**Problem description:** Pull each line holding "tail" out of the entries below.

**Material for this task:**
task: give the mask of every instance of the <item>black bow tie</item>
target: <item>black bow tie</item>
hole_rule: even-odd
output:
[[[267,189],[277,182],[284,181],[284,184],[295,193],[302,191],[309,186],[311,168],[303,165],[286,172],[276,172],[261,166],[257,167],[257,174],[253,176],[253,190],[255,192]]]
---
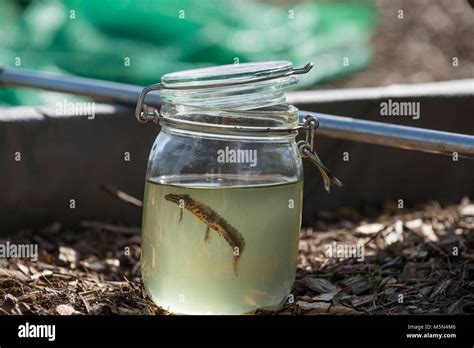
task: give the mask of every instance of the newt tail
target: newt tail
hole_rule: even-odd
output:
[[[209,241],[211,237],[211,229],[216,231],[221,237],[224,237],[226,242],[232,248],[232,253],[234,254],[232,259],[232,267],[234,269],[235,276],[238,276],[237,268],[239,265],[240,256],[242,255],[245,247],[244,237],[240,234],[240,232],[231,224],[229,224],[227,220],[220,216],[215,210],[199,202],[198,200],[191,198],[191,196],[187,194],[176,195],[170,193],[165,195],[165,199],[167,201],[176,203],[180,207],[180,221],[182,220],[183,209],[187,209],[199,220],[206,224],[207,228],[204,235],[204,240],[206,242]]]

**Expected answer:**
task: give the mask of every instance of the newt tail
target: newt tail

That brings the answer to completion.